** Opdracht A **
Welke auteur wordt in de tekst over liberalisme geciteerd over primitieve redeneringen in het politieke veld?
** Opdracht B **
Geef het gedeelte van de tekst over liberalisme opnieuw, beginnend bij de woorden "Voor liberalen is" en eindigend na de woorden "is een evidentie.". Vervang daarbij "overheid" door "staat".
** Opdracht C **
Noem alle onderdelen die de tekst over liberalisme tot de kernboodschap van het liberalisme rekent.

** Gegeven tekst **

══════════

‘In het politieke veld vallen de meesten terug op primitieve redeneringen en op vooroordelen die zij in het dagelijks leven als infantiel zouden beschouwen’, aldus Schumpeter. Die vooroordelen voorspellen weinig goeds voor liberalen, want de sterkste vooroordelen vind je rond de kernboodschap van het liberalisme: individuele vrijheid, vrije markt en een geloof in de toekomst.

Voor liberalen is de individuele vrijheid nog steeds het hoogste goed. Mensen moeten zelf keuzes kunnen maken en hun leven organiseren volgens hun eigen inzichten. Daarvoor staan de fundamentele rechten en vrijheden in het liberalisme centraal. Het behoeft geen betoog dat de overheid en vele maatschappelijke organisaties nog steeds een paternalistische rol op zich willen nemen. Denken we maar aan het pleidooi tegen individualisme van Wouter Beke of de pleidooien van geloofsgroepen tegen de emancipatie van de vrouw. Dat liberalen ook vandaag vechten tegen alle vormen van onvrijheid is een evidentie.

══════════

** Aangeleverde gegevens **

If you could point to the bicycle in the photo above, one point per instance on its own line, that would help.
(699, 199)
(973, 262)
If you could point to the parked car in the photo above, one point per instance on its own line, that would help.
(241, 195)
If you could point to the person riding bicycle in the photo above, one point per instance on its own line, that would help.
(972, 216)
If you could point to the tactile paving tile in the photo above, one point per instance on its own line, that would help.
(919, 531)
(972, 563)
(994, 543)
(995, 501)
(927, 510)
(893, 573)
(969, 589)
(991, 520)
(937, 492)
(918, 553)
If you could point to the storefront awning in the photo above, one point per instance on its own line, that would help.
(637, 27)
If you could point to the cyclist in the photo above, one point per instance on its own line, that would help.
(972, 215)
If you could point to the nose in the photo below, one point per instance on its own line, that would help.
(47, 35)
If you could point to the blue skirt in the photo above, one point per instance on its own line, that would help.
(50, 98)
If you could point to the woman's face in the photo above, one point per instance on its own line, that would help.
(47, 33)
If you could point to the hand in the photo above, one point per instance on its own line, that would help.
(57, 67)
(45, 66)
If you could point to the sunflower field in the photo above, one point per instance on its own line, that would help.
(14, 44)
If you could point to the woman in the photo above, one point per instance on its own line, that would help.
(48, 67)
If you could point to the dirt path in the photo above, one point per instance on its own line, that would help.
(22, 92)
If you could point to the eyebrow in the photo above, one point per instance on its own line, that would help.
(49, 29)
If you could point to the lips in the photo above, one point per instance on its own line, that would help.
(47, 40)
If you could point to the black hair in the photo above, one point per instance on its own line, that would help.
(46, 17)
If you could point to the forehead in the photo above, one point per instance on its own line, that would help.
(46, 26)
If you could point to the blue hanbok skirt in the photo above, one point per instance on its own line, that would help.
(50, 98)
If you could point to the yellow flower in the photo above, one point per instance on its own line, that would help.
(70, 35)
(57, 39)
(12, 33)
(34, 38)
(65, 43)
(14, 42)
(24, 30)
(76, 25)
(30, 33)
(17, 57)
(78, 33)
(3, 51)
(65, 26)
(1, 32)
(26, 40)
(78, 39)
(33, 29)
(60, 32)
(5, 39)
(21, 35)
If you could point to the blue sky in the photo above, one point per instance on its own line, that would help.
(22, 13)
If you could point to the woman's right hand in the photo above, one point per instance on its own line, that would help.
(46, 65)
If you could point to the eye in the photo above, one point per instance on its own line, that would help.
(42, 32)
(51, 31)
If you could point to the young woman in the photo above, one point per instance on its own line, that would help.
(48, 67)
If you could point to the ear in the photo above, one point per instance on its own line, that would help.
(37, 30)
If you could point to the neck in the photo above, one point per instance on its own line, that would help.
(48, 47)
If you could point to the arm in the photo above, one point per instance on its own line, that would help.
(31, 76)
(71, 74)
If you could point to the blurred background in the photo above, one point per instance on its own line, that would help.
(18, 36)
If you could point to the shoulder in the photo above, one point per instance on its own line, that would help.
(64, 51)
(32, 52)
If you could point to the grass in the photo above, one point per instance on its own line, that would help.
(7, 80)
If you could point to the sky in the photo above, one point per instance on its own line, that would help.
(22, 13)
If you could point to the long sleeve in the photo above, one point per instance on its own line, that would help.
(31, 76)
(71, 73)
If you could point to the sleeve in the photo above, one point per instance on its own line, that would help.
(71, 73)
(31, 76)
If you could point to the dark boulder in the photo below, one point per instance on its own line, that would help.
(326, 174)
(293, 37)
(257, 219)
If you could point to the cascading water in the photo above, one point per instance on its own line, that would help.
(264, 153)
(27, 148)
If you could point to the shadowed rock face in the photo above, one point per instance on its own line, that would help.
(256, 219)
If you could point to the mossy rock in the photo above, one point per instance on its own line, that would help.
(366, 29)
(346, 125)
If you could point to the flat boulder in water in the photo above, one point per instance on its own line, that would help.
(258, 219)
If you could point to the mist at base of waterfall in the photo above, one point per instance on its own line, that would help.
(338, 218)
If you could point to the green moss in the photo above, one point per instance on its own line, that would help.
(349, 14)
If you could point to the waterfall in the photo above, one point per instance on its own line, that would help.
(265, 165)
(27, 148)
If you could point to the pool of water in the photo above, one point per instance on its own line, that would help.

══════════

** Oplossing A **
Schumpeter

** Oplossing B **
Voor liberalen is de individuele vrijheid nog steeds het hoogste goed. Mensen moeten zelf keuzes kunnen maken en hun leven organiseren volgens hun eigen inzichten. Daarvoor staan de fundamentele rechten en vrijheden in het liberalisme centraal. Het behoeft geen betoog dat de staat en vele maatschappelijke organisaties nog steeds een paternalistische rol op zich willen nemen. Denken we maar aan het pleidooi tegen individualisme van Wouter Beke of de pleidooien van geloofsgroepen tegen de emancipatie van de vrouw. Dat liberalen ook vandaag vechten tegen alle vormen van onvrijheid is een evidentie.

** Oplossing C **
individuele vrijheid, vrije markt, een geloof in de toekomst